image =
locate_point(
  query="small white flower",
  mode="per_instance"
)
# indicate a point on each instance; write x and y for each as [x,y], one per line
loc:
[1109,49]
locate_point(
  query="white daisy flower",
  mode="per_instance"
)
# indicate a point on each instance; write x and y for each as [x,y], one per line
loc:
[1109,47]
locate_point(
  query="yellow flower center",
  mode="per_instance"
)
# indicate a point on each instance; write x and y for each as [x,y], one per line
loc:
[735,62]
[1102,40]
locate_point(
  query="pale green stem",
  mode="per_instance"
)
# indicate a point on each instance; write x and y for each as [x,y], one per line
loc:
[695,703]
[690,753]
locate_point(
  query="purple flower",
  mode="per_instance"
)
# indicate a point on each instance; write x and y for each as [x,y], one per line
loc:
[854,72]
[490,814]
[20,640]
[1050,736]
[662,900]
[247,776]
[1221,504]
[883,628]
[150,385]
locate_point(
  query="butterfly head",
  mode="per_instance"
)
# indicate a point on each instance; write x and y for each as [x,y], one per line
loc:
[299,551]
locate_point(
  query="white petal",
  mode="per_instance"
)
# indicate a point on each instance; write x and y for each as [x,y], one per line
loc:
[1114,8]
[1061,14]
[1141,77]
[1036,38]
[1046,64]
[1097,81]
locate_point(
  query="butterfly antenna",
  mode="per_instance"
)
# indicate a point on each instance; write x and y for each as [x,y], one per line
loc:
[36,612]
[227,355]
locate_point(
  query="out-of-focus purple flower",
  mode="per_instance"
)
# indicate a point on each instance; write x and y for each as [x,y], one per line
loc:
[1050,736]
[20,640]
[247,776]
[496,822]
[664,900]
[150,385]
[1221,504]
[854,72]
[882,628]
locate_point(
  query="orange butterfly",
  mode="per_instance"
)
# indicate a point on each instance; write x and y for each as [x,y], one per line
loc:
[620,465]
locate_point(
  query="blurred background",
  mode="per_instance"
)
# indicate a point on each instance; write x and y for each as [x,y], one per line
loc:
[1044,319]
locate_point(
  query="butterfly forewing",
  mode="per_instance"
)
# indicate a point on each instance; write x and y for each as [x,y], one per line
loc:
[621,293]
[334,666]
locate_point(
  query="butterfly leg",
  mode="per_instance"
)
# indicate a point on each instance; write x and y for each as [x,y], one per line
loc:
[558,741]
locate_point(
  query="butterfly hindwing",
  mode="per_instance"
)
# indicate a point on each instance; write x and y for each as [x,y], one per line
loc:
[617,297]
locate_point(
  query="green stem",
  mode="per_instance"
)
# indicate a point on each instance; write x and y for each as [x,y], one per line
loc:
------
## ASSIGNMENT
Repeat all the entries above without altering anything.

## ANSWER SPACE
image =
locate_point(
  query="small white flower",
  mode="per_instance"
)
# indicate a point on each instance; write x and y for each as [x,y], one per line
loc:
[1109,49]
locate_point(
  query="white daisy flower",
  mode="per_instance"
)
# indicate a point on each instance; write x and y for each as [x,y], one per line
loc:
[1109,47]
locate_point(
  query="yellow flower center",
  mode="per_instance"
)
# indicate a point on each instance; write x and y for each as [x,y], one per line
loc:
[735,62]
[1102,40]
locate_point(
  query="pale green stem",
  mode="per_instance"
)
# indicate a point on each instance; write x and y for each as [x,y], one per line
loc:
[695,703]
[690,753]
locate_point(
  query="purple flower",
  mode="per_instance"
)
# indicate a point on each instance; write x and y for each as [x,y], one per line
loc:
[854,72]
[490,814]
[20,640]
[1050,736]
[662,900]
[247,776]
[1221,504]
[883,628]
[150,385]
locate_point(
  query="butterfly head",
  mode="per_instance"
)
# indicate a point on each instance; write x and y for each as [x,y], one per line
loc:
[299,551]
locate_point(
  query="white petal",
  mode="per_instance"
)
# indicate a point on each instance; write x and y for each as [x,y], one per line
loc:
[1114,8]
[1061,14]
[1141,77]
[1036,38]
[1046,64]
[1097,81]
locate_point(
  query="butterfly antenna",
  mode="per_instance"
)
# indicate a point on each instance; write x and y for each as [x,y], one per line
loc:
[36,612]
[227,355]
locate_point(
  query="out-of-focus purple flower",
  mode="per_instance"
)
# indicate a point on each instance; write x and y for each as [x,y], one per line
loc:
[1050,736]
[20,640]
[247,776]
[496,822]
[664,900]
[150,385]
[1221,504]
[854,72]
[882,628]
locate_point(
  query="orange butterfly",
  mode="per_instance"
)
# indicate a point on each instance; write x and y for each as [x,y], one per line
loc:
[620,465]
locate_point(
  query="blurred background",
  mode="per_instance"
)
# indicate a point on each instance; write x and y for each as [x,y], one per line
loc:
[1044,319]
locate_point(
  query="butterfly forewing",
  mode="per_instance"
)
# indicate a point on each instance; write x and y for each as [x,y], one per line
loc:
[621,293]
[334,666]
locate_point(
  query="butterfly leg",
  mode="per_instance"
)
# indicate a point on each instance; write x and y for each as [x,y], one per line
loc:
[558,741]
locate_point(
  query="butterfly hindwing",
  mode="per_instance"
)
# indicate a point on each instance; write x and y for each as [x,y], one per line
loc:
[617,297]
locate_point(
  query="green stem",
  mode="per_instance"
)
# indicate a point on each instance; write x and y for each as [x,y], one per line
loc:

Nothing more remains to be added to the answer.